The users I am aware of is zfs-linux and the tools we wrote at work to
detect when a Linux machine was reinstalled or had its hardware changed.


For the latter case, just use the smbios values directly (assuming 
you're buying enterprise style hardware, it should support machine 
uuids.) That way you know that you're getting something tied to the 
hardware, instead of hoping.



The use case of zfs-linux require the ID to be unique among the machines
sharing a storage solution, and not globally unique.


I can't understand why, for that use case, zfs-linux wouldn't simply 
create a uuid itself. I see no obvious advantage in the program trying 
to fix the semantics of a fundamentally broken function that was 
introduced in BSD in the 80s and was removed from BSD itself back in the 
90s.



A search in the source of all Debian packages[1] show this list of 148
packages mentioning the string 'gethostid': actiona alpine amanda
apcupsd aplus-fsf arpwatch ats-lang-anairiats audit bacula bareos
bluefish bsdgames burp busybox casacore cde cdrdao cdrkit
chromium-browser cl-irc clisp cmucl condor coreutils ctwm cython dc3dd
dcmtk deheader deja-dup dicom3tools dietlibc dist dmtcp dx e17
eclipse-titan edk2 emscripten erlang facter fpc frama-c freebsd-utils
freetds fs-uae ga gcc-h8300-hms gdb ghc glibc gnucash gnulib
gnustep-netclasses golang golang-1.6 golang-1.7 golang-golang-x-sys
hercules highlight hugs98 hurd iputils isdnutils ivtools kfreebsd-10
krb5 ksh latrace ldc libcanberra libconvert-binary-c-perl
libdata-uuid-perl libexplain libpam-tacplus libpcap libposix-2008-perl
linux linux-grsec ltrace lua-posix manpages manpages-de manpages-es
manpages-fr manpages-ja manpages-pl metview minc-tools mingw-w64 mono
mono-reference-assemblies musl nam ncbi-tools6 netatalk newlib nim nmap
nordugrid-arc ns2 ntirpc nwchem open-iscsi open-vm-tools openafs openmpi
otp pidgin pidgin-nateon pimd polygraph praat prayer pulseaudio
python-ptrace qemu radare2 rat roaraudio samhain sbcl silo-llnl sipxtapi
slirp smlnj sniffit spl-linux splint strace talksoup.app tau tcpdump
tcpslice tkrat topal trinity tripwire uclibc uclmmbase uhd uw-imap vde2
xfsdump yap zephyr zfs-fuse zfsutils.

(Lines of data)

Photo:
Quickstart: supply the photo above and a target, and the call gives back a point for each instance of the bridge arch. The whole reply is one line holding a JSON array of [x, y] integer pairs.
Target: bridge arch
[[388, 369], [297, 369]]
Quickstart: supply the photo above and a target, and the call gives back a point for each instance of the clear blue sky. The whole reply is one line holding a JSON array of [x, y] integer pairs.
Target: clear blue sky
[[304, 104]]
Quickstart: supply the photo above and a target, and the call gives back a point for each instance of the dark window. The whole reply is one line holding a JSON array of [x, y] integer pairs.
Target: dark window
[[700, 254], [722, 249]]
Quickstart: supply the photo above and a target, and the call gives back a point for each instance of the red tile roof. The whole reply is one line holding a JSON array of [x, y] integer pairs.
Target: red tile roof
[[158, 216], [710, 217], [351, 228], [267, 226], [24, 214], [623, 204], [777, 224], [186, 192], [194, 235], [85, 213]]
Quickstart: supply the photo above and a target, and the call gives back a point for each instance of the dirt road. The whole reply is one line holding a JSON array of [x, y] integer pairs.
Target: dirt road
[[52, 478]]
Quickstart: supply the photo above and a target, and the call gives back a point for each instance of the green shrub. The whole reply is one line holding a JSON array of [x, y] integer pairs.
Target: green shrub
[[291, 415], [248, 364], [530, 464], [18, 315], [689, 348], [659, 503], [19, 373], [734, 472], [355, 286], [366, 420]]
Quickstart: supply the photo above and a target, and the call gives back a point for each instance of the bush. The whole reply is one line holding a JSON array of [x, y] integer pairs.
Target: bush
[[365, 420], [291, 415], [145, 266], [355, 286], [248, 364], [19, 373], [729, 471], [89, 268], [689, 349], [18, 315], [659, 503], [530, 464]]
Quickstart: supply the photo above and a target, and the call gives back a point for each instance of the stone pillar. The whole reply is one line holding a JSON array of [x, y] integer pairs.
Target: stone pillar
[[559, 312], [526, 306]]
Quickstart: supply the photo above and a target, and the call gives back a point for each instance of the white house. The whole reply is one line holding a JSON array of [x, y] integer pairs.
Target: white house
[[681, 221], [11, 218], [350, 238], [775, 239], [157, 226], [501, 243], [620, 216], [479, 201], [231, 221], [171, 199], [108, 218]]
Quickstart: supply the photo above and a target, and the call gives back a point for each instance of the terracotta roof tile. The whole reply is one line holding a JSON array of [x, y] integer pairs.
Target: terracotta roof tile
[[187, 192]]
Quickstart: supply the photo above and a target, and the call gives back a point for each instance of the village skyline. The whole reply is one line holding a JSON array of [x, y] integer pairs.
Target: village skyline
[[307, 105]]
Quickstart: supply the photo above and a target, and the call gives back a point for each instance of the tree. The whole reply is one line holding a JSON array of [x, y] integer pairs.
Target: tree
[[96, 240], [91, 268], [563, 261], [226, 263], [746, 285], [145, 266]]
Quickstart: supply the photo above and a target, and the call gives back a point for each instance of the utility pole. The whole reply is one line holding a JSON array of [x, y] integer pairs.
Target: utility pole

__PROBLEMS__:
[1] According to the gethostid discussion, how many Debian packages mention the string 'gethostid'?
[2] Return, word for word, the stretch of the listing from the line that contains "of the terracotta" through the line that contains "[[187, 192]]".

__SOLUTIONS BY TASK__:
[1] 148

[2]
Quickstart: supply the photo above and a target, and the call gives back a point for each instance of the terracotta roof tile. The whole reply is one line holding a JSON array of [x, y] integer pairs.
Target: terracotta roof tile
[[187, 192]]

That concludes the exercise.